* What is required
Among the lines below, tally those holding the string "between" and give the total only.

(Stored data)
**********

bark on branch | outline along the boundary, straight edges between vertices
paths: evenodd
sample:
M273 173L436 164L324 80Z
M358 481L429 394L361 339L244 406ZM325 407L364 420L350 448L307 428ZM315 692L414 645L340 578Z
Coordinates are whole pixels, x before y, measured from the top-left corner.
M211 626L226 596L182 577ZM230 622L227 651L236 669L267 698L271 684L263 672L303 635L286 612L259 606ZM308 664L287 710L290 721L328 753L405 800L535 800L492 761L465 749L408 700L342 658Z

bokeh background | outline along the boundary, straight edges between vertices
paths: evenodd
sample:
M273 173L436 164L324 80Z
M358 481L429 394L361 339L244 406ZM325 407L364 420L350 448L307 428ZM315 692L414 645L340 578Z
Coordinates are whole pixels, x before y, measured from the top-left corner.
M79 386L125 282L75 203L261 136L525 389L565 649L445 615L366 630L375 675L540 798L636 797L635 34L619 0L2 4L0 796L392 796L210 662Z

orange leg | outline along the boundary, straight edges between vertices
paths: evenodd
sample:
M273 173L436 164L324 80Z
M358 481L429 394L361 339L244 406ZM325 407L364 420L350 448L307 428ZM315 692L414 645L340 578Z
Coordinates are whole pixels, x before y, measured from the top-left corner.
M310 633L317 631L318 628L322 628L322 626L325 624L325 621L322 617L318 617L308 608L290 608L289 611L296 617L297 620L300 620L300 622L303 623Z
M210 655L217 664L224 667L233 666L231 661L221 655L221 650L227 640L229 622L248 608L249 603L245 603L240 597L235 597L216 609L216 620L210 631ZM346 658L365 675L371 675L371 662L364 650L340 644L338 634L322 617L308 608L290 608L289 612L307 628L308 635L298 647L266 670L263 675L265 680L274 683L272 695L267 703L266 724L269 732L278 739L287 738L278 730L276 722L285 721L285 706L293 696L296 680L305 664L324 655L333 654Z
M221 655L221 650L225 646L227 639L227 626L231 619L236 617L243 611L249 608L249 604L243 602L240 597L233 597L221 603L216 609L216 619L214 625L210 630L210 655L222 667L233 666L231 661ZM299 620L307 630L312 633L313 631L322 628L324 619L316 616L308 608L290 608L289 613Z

**********

* Task response
3